▶ _EXERCISE INSTRUCTIONS_
Extract each line of the material below that contains the string "basketball", matching case exactly.

-- START --

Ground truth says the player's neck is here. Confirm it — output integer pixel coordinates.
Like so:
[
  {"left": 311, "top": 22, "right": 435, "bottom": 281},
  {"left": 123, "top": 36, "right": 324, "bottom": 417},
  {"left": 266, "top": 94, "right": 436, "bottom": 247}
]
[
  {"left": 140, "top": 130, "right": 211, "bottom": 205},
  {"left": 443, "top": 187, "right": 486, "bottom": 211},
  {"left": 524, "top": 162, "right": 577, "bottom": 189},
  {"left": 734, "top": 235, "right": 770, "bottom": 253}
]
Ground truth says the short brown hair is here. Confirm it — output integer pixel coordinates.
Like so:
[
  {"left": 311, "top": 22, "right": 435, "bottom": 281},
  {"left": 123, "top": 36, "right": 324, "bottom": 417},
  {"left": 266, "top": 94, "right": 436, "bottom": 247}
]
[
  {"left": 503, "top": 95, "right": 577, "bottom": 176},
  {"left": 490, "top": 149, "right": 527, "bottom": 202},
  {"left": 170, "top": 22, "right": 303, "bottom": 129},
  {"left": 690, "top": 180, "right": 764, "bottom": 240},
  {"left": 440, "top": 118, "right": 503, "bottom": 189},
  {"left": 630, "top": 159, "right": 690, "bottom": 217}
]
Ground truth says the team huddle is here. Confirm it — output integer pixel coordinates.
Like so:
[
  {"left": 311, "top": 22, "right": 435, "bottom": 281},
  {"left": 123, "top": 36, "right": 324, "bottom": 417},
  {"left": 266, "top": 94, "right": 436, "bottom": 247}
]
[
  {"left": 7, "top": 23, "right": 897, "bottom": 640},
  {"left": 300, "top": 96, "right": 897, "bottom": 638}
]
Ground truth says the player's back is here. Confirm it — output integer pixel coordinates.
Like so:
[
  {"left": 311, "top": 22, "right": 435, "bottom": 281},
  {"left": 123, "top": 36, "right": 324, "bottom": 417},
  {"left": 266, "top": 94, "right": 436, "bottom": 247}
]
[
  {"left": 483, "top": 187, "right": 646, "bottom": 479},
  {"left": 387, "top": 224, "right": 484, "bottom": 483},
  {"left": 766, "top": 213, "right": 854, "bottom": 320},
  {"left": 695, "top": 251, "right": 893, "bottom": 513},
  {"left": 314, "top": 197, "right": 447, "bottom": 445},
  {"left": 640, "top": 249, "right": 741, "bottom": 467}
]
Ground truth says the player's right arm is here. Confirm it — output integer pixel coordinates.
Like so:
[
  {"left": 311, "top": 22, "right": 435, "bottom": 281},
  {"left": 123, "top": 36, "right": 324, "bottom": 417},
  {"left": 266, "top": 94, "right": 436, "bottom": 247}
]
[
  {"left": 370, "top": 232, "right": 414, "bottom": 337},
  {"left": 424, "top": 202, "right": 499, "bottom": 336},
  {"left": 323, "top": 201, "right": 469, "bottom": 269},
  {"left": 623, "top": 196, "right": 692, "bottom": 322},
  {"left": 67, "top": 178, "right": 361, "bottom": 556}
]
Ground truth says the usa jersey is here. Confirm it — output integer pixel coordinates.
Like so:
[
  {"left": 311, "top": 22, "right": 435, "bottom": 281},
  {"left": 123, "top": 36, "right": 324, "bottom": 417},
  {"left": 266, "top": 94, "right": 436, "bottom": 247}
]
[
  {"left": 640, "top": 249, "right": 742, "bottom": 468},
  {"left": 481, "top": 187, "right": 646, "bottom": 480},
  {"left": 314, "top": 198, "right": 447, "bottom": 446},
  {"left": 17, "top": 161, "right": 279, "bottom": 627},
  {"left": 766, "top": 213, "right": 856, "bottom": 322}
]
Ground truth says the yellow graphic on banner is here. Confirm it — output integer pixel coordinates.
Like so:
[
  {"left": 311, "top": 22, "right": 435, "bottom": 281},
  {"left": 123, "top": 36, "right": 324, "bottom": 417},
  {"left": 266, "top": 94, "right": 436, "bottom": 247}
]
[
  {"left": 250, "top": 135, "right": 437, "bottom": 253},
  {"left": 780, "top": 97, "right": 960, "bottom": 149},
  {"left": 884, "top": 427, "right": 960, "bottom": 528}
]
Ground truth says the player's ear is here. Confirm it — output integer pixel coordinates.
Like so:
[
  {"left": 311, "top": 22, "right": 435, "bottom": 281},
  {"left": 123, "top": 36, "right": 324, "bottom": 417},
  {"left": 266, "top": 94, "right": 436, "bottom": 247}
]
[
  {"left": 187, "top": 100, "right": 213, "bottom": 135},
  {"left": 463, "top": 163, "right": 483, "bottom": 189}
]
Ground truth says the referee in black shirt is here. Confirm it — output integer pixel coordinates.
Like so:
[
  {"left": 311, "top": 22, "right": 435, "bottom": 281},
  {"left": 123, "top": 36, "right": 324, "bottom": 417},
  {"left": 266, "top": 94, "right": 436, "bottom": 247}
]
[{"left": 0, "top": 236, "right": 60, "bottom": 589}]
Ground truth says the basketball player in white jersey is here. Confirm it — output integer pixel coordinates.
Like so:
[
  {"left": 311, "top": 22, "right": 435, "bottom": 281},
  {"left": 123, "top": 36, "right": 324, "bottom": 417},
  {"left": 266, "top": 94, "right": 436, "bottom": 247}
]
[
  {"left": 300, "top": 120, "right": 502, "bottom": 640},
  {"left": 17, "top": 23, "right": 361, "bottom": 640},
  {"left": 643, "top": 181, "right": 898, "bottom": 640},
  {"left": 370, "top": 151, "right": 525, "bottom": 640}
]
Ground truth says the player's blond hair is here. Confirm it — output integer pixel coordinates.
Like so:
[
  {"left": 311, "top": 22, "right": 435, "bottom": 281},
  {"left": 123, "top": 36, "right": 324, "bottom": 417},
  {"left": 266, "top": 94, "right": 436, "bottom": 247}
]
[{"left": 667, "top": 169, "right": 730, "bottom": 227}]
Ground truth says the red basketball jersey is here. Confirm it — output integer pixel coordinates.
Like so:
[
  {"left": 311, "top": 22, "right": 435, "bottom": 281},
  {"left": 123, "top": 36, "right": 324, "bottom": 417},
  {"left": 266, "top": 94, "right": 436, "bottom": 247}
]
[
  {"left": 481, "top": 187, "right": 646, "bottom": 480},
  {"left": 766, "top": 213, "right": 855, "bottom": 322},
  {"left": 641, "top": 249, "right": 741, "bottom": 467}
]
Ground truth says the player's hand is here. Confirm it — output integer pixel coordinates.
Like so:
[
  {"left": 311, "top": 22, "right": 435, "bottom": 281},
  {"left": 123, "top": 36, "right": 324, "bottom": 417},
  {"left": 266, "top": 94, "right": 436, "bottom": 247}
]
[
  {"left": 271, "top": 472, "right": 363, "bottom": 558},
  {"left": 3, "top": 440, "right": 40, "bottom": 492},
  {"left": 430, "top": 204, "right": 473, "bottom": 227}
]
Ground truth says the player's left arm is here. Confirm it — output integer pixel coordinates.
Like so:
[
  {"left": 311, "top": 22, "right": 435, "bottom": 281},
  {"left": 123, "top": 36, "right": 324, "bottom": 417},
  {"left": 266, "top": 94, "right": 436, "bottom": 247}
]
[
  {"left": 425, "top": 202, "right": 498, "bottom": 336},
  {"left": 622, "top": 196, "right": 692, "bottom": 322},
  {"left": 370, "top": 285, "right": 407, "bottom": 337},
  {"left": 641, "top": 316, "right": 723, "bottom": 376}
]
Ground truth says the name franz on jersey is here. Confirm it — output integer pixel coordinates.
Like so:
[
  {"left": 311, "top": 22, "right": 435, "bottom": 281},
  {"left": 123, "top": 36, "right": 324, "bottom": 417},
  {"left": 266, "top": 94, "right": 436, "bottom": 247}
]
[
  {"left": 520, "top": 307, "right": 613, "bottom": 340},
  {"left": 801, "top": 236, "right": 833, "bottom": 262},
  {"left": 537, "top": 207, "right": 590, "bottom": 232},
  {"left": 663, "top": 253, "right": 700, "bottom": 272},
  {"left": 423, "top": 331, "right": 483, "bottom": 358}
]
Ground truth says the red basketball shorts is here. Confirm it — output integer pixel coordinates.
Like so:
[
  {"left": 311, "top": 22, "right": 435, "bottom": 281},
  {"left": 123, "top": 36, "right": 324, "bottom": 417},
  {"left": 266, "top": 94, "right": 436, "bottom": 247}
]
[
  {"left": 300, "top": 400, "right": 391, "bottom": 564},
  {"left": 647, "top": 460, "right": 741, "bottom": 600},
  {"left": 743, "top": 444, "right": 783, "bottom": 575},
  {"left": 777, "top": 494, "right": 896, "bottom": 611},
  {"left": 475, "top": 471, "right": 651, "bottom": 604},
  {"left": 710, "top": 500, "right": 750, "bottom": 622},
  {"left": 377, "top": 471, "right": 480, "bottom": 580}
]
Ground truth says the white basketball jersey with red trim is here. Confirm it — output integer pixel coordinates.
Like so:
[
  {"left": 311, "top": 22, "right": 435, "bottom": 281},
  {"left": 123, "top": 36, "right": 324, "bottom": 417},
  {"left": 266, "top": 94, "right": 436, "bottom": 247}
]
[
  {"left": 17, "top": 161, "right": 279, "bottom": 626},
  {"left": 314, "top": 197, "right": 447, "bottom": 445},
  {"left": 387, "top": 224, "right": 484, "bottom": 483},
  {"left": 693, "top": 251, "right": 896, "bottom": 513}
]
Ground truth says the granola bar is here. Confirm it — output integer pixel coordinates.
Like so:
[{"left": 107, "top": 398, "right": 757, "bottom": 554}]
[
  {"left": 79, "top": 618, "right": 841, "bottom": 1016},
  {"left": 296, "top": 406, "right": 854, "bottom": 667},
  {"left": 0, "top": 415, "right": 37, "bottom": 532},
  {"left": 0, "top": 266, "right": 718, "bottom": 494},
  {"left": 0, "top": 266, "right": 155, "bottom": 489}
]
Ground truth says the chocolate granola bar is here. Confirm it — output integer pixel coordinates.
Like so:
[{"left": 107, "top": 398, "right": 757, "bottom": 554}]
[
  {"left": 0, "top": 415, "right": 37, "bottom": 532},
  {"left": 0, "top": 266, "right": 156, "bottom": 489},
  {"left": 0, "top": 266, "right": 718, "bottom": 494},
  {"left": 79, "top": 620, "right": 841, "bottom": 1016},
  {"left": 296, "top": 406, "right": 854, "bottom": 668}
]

-- END --

▶ _SOLUTION_
Ground truth says the basketball player in white jersey is here. Confirm it — output integer pixel coordinates.
Ground truth says the red basketball jersey is here. Confirm it — output integer pixel coordinates.
Ground truth says the red basketball shorts is here. Confirm it — output integer pixel coordinates.
Ground truth says the white basketball jersey with red trim is here. Confirm it — output integer pixel coordinates.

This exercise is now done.